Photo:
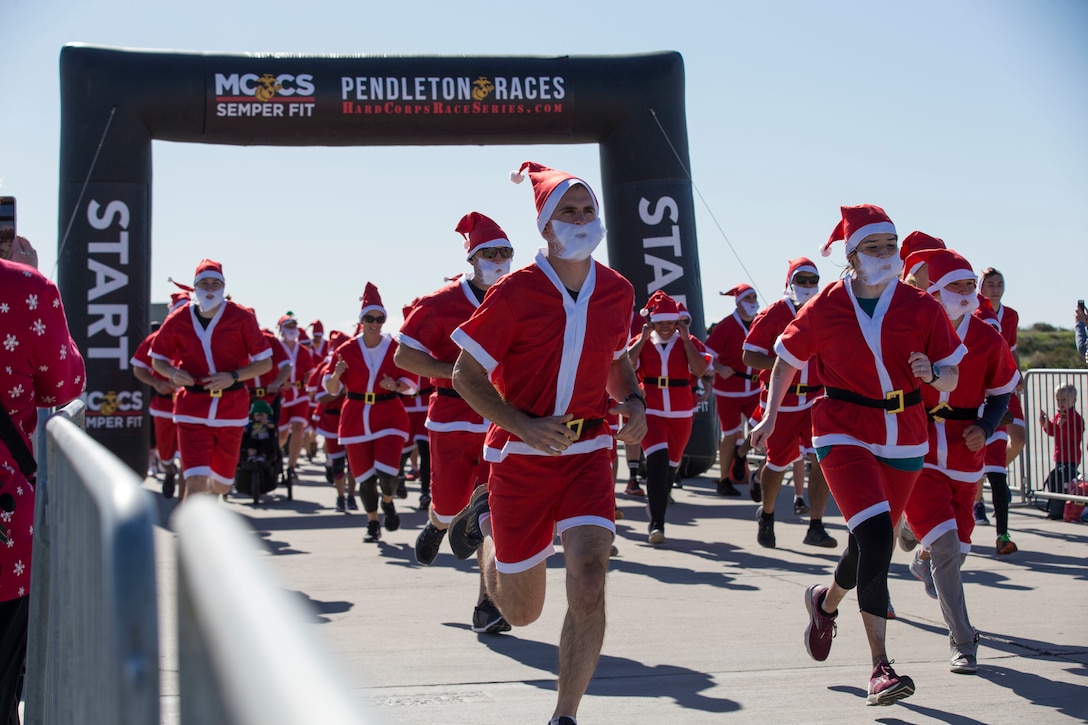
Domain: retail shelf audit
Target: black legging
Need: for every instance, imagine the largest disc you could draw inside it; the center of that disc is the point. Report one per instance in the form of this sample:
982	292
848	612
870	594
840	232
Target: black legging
865	563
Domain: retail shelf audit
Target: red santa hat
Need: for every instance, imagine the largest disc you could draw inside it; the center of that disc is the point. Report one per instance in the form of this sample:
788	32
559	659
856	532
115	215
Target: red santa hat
800	265
914	243
209	269
739	291
177	299
947	267
857	223
548	187
660	308
371	302
480	232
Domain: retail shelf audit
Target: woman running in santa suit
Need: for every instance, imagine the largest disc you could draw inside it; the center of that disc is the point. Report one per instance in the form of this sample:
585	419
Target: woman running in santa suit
875	342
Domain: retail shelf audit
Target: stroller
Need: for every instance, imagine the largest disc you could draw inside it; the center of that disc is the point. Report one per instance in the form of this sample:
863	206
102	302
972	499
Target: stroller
261	461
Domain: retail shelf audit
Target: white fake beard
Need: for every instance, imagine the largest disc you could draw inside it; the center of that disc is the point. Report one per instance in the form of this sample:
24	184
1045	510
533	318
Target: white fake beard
875	271
957	305
577	242
209	300
491	272
801	295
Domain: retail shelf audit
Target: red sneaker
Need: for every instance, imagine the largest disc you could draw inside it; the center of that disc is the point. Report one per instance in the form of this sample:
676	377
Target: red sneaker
821	627
886	687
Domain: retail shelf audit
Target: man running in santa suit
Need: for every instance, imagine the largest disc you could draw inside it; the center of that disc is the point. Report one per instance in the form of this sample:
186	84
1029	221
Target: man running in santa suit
736	388
940	510
792	438
161	406
540	358
373	425
455	431
294	402
209	348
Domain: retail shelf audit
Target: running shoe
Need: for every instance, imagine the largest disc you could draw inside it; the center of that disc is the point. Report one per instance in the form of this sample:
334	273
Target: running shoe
886	687
765	535
821	628
817	536
465	533
924	573
1005	545
964	659
428	543
726	488
486	618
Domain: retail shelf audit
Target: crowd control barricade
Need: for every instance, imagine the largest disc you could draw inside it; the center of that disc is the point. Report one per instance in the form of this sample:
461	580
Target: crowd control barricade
93	652
245	653
1037	461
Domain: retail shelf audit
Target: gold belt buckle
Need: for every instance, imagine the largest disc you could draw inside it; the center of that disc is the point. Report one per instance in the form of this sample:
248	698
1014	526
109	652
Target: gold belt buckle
940	406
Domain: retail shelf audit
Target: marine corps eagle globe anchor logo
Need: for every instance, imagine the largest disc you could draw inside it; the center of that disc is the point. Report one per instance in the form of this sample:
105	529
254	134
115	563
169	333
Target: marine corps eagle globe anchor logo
482	88
267	87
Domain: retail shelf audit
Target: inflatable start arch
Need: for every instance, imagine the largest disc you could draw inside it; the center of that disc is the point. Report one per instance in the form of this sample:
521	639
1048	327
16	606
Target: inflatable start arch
115	101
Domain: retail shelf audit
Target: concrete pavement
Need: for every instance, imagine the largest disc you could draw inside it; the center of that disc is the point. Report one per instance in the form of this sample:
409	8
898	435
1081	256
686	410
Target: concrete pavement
706	628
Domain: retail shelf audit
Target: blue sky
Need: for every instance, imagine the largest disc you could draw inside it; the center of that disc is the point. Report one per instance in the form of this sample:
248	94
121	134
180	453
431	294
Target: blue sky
965	120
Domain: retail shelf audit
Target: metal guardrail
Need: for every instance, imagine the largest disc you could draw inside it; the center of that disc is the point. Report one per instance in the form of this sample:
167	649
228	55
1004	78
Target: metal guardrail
1036	463
243	653
93	652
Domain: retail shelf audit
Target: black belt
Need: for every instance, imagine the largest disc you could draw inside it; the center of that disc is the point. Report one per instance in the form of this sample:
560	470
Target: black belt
804	390
215	393
893	402
370	398
946	412
667	382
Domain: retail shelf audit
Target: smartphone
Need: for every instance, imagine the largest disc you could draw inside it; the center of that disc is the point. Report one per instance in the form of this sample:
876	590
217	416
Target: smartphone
7	225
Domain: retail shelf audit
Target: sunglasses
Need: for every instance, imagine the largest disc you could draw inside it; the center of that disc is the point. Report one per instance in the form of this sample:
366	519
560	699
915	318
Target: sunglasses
495	253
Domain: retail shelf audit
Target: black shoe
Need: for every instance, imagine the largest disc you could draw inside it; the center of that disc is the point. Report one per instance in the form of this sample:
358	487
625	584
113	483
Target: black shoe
727	489
428	543
487	619
465	533
817	536
168	484
754	489
392	518
766	533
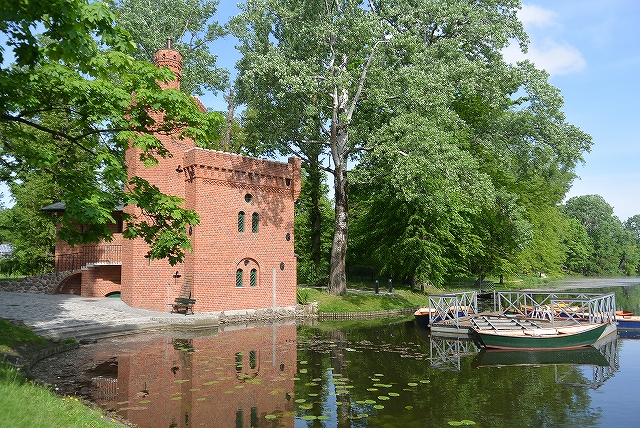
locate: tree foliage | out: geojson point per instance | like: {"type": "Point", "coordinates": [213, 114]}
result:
{"type": "Point", "coordinates": [74, 100]}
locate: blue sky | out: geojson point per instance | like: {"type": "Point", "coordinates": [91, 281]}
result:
{"type": "Point", "coordinates": [591, 49]}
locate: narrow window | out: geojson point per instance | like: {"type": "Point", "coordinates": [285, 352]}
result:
{"type": "Point", "coordinates": [253, 277]}
{"type": "Point", "coordinates": [254, 222]}
{"type": "Point", "coordinates": [241, 221]}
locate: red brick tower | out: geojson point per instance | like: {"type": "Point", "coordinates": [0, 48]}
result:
{"type": "Point", "coordinates": [243, 254]}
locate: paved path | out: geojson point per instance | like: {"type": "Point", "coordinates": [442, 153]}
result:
{"type": "Point", "coordinates": [61, 316]}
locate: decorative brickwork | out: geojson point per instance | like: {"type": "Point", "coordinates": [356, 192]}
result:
{"type": "Point", "coordinates": [218, 186]}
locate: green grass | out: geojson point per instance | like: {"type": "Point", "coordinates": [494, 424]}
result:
{"type": "Point", "coordinates": [27, 404]}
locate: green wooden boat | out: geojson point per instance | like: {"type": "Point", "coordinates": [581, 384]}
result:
{"type": "Point", "coordinates": [541, 338]}
{"type": "Point", "coordinates": [587, 355]}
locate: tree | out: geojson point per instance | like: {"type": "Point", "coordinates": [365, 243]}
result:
{"type": "Point", "coordinates": [188, 23]}
{"type": "Point", "coordinates": [68, 54]}
{"type": "Point", "coordinates": [607, 235]}
{"type": "Point", "coordinates": [333, 73]}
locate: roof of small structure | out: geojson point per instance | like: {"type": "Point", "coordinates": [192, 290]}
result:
{"type": "Point", "coordinates": [60, 206]}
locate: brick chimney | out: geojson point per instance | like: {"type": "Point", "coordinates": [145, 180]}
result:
{"type": "Point", "coordinates": [173, 60]}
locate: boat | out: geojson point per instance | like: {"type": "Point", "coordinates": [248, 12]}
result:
{"type": "Point", "coordinates": [504, 333]}
{"type": "Point", "coordinates": [627, 320]}
{"type": "Point", "coordinates": [587, 355]}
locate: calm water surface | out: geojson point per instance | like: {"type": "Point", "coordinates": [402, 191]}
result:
{"type": "Point", "coordinates": [383, 374]}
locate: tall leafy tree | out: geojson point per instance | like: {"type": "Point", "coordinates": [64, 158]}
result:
{"type": "Point", "coordinates": [333, 73]}
{"type": "Point", "coordinates": [607, 235]}
{"type": "Point", "coordinates": [190, 26]}
{"type": "Point", "coordinates": [67, 55]}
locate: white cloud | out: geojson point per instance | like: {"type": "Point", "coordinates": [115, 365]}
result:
{"type": "Point", "coordinates": [554, 57]}
{"type": "Point", "coordinates": [531, 15]}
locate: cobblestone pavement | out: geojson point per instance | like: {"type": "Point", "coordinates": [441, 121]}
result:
{"type": "Point", "coordinates": [62, 315]}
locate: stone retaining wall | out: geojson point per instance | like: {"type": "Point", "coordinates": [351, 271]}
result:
{"type": "Point", "coordinates": [40, 284]}
{"type": "Point", "coordinates": [342, 316]}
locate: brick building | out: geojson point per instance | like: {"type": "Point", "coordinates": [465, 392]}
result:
{"type": "Point", "coordinates": [243, 256]}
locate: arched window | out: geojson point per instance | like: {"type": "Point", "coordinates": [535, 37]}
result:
{"type": "Point", "coordinates": [241, 221]}
{"type": "Point", "coordinates": [254, 222]}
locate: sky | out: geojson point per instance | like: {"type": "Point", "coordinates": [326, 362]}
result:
{"type": "Point", "coordinates": [591, 49]}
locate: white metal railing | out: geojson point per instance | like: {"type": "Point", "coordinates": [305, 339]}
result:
{"type": "Point", "coordinates": [558, 307]}
{"type": "Point", "coordinates": [453, 306]}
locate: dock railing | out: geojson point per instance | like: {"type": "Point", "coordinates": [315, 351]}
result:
{"type": "Point", "coordinates": [453, 306]}
{"type": "Point", "coordinates": [560, 308]}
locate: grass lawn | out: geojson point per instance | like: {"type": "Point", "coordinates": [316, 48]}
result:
{"type": "Point", "coordinates": [24, 403]}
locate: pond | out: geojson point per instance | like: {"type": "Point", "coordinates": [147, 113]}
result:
{"type": "Point", "coordinates": [386, 373]}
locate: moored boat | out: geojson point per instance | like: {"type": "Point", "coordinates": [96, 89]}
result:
{"type": "Point", "coordinates": [587, 355]}
{"type": "Point", "coordinates": [627, 320]}
{"type": "Point", "coordinates": [532, 337]}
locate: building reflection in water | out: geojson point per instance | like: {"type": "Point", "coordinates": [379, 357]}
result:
{"type": "Point", "coordinates": [234, 378]}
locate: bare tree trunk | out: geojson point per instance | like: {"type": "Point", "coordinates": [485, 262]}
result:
{"type": "Point", "coordinates": [337, 270]}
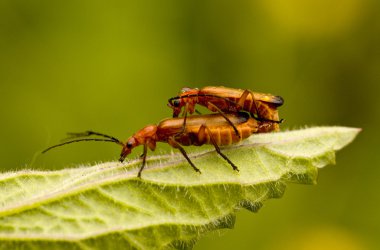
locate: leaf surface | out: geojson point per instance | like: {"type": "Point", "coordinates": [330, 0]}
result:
{"type": "Point", "coordinates": [107, 207]}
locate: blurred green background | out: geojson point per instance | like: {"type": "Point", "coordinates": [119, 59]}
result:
{"type": "Point", "coordinates": [110, 66]}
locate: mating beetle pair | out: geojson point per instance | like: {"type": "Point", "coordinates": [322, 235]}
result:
{"type": "Point", "coordinates": [240, 113]}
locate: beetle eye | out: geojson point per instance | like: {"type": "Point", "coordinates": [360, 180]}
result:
{"type": "Point", "coordinates": [176, 103]}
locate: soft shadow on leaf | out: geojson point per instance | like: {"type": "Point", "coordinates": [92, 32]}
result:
{"type": "Point", "coordinates": [107, 207]}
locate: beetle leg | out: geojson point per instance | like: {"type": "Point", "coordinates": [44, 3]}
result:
{"type": "Point", "coordinates": [172, 142]}
{"type": "Point", "coordinates": [197, 111]}
{"type": "Point", "coordinates": [184, 119]}
{"type": "Point", "coordinates": [225, 117]}
{"type": "Point", "coordinates": [143, 156]}
{"type": "Point", "coordinates": [213, 141]}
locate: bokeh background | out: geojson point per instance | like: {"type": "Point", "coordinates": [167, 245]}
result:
{"type": "Point", "coordinates": [110, 66]}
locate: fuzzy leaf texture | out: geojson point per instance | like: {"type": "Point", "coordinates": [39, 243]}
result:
{"type": "Point", "coordinates": [106, 206]}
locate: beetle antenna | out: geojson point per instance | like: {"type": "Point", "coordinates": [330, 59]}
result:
{"type": "Point", "coordinates": [90, 133]}
{"type": "Point", "coordinates": [84, 139]}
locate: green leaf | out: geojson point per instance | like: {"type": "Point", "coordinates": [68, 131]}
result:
{"type": "Point", "coordinates": [107, 207]}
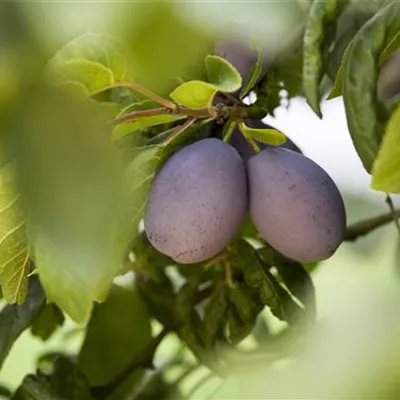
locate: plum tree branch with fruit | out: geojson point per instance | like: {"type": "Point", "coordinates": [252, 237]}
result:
{"type": "Point", "coordinates": [130, 201]}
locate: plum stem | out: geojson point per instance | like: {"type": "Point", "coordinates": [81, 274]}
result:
{"type": "Point", "coordinates": [365, 227]}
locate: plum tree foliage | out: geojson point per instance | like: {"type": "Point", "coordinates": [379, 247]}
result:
{"type": "Point", "coordinates": [135, 153]}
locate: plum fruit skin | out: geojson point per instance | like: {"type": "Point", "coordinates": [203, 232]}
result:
{"type": "Point", "coordinates": [240, 143]}
{"type": "Point", "coordinates": [295, 205]}
{"type": "Point", "coordinates": [197, 202]}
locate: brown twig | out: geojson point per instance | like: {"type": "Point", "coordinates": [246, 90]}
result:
{"type": "Point", "coordinates": [362, 228]}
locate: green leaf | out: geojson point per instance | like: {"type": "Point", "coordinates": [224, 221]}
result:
{"type": "Point", "coordinates": [104, 58]}
{"type": "Point", "coordinates": [72, 200]}
{"type": "Point", "coordinates": [144, 122]}
{"type": "Point", "coordinates": [351, 21]}
{"type": "Point", "coordinates": [299, 283]}
{"type": "Point", "coordinates": [49, 319]}
{"type": "Point", "coordinates": [138, 177]}
{"type": "Point", "coordinates": [222, 75]}
{"type": "Point", "coordinates": [256, 277]}
{"type": "Point", "coordinates": [118, 331]}
{"type": "Point", "coordinates": [65, 382]}
{"type": "Point", "coordinates": [318, 36]}
{"type": "Point", "coordinates": [365, 116]}
{"type": "Point", "coordinates": [14, 254]}
{"type": "Point", "coordinates": [271, 137]}
{"type": "Point", "coordinates": [194, 94]}
{"type": "Point", "coordinates": [247, 305]}
{"type": "Point", "coordinates": [386, 168]}
{"type": "Point", "coordinates": [391, 47]}
{"type": "Point", "coordinates": [15, 319]}
{"type": "Point", "coordinates": [215, 310]}
{"type": "Point", "coordinates": [93, 76]}
{"type": "Point", "coordinates": [254, 74]}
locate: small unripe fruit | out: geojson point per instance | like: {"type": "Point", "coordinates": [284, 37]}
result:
{"type": "Point", "coordinates": [197, 202]}
{"type": "Point", "coordinates": [295, 205]}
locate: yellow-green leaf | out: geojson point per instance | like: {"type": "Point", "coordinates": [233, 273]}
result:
{"type": "Point", "coordinates": [94, 76]}
{"type": "Point", "coordinates": [386, 168]}
{"type": "Point", "coordinates": [222, 75]}
{"type": "Point", "coordinates": [14, 254]}
{"type": "Point", "coordinates": [194, 94]}
{"type": "Point", "coordinates": [145, 122]}
{"type": "Point", "coordinates": [271, 137]}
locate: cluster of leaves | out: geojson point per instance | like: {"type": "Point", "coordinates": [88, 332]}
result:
{"type": "Point", "coordinates": [73, 221]}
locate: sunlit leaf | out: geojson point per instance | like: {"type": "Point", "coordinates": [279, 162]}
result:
{"type": "Point", "coordinates": [123, 321]}
{"type": "Point", "coordinates": [49, 319]}
{"type": "Point", "coordinates": [94, 76]}
{"type": "Point", "coordinates": [222, 75]}
{"type": "Point", "coordinates": [14, 254]}
{"type": "Point", "coordinates": [194, 94]}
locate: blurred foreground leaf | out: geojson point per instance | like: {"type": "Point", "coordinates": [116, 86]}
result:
{"type": "Point", "coordinates": [49, 319]}
{"type": "Point", "coordinates": [118, 331]}
{"type": "Point", "coordinates": [65, 382]}
{"type": "Point", "coordinates": [386, 168]}
{"type": "Point", "coordinates": [15, 319]}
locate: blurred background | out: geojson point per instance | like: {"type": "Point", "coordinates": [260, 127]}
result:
{"type": "Point", "coordinates": [354, 350]}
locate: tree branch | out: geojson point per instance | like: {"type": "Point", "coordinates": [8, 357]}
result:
{"type": "Point", "coordinates": [363, 228]}
{"type": "Point", "coordinates": [140, 114]}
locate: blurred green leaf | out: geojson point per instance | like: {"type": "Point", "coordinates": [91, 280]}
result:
{"type": "Point", "coordinates": [118, 331]}
{"type": "Point", "coordinates": [268, 136]}
{"type": "Point", "coordinates": [238, 330]}
{"type": "Point", "coordinates": [299, 283]}
{"type": "Point", "coordinates": [144, 122]}
{"type": "Point", "coordinates": [386, 168]}
{"type": "Point", "coordinates": [194, 94]}
{"type": "Point", "coordinates": [94, 76]}
{"type": "Point", "coordinates": [247, 305]}
{"type": "Point", "coordinates": [14, 253]}
{"type": "Point", "coordinates": [15, 319]}
{"type": "Point", "coordinates": [138, 177]}
{"type": "Point", "coordinates": [222, 75]}
{"type": "Point", "coordinates": [72, 199]}
{"type": "Point", "coordinates": [318, 36]}
{"type": "Point", "coordinates": [215, 310]}
{"type": "Point", "coordinates": [65, 382]}
{"type": "Point", "coordinates": [164, 45]}
{"type": "Point", "coordinates": [366, 117]}
{"type": "Point", "coordinates": [350, 22]}
{"type": "Point", "coordinates": [49, 319]}
{"type": "Point", "coordinates": [98, 48]}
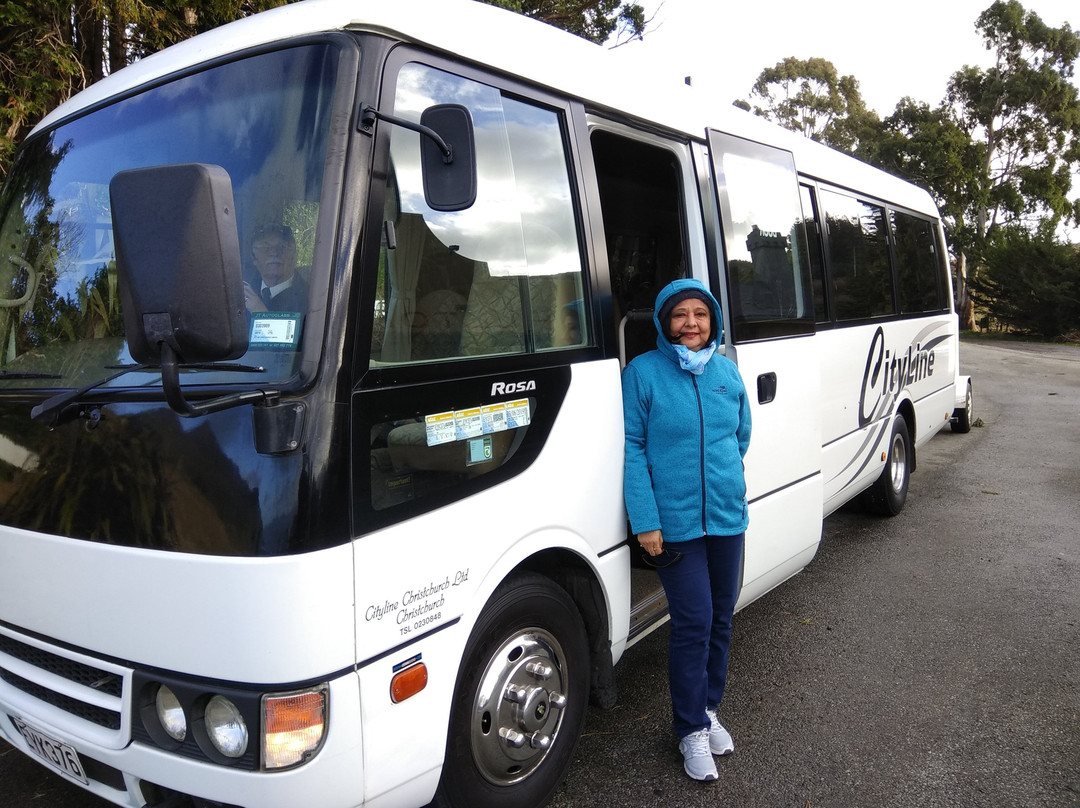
================================
**Exercise prompt:** How many lines in the rows above contain the word "fruit"? Reply with the number alone.

**Finished task:** 3